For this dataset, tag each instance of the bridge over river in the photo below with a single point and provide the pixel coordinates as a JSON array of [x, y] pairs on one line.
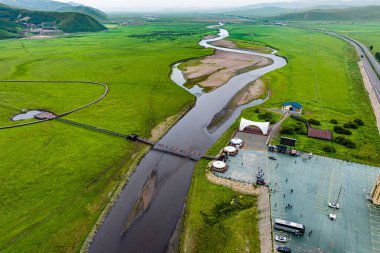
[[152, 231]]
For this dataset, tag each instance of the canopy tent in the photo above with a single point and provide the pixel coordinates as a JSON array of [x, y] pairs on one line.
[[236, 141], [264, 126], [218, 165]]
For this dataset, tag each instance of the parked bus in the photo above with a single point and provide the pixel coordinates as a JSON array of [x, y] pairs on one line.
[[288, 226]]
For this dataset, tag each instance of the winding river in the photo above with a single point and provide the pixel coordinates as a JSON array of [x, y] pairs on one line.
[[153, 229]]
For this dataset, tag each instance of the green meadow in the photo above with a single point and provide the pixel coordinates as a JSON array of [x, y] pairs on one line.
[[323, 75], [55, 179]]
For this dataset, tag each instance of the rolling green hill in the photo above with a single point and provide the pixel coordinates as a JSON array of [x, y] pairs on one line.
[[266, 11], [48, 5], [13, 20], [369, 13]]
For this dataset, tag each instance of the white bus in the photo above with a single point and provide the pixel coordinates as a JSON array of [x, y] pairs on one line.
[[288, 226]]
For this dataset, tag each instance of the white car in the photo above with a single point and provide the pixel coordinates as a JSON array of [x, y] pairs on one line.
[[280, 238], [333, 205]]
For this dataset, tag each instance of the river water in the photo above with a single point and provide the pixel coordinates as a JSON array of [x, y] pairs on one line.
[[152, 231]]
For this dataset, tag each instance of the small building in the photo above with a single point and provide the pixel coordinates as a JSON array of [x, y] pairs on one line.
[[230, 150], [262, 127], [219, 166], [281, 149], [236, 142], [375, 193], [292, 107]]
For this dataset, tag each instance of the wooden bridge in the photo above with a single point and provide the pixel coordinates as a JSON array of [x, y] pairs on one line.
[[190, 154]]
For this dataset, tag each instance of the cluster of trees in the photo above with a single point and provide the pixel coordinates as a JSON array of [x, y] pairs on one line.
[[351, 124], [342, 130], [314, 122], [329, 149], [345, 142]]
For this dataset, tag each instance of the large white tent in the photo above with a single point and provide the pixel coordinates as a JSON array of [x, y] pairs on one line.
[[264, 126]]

—————

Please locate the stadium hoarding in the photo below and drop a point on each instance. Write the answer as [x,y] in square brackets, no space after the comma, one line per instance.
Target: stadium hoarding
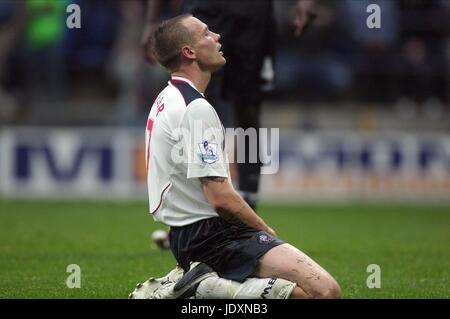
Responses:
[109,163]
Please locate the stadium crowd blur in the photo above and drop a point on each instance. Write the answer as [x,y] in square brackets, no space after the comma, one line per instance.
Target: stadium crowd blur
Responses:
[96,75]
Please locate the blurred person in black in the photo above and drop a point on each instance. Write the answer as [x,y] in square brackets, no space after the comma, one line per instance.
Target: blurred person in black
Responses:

—————

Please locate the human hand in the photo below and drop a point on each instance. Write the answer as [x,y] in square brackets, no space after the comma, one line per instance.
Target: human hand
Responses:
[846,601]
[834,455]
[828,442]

—————

- _YOUR ASSIGNMENT_:
Pull every line containing the word "stadium" out of the listing.

- _PROBLEM SOLUTION_:
Please locate the stadium hoarding in the photo below and drop a point on each instance. Write the answer as [x,y] in square brackets, no space after the comma, one line per instance.
Target: stadium hoarding
Please locate the stadium crowd blur in the photo above and drop a point on each instance. Write the answer as [x,y] in square brackets, no space after the comma, one line per instance.
Target: stadium crowd blur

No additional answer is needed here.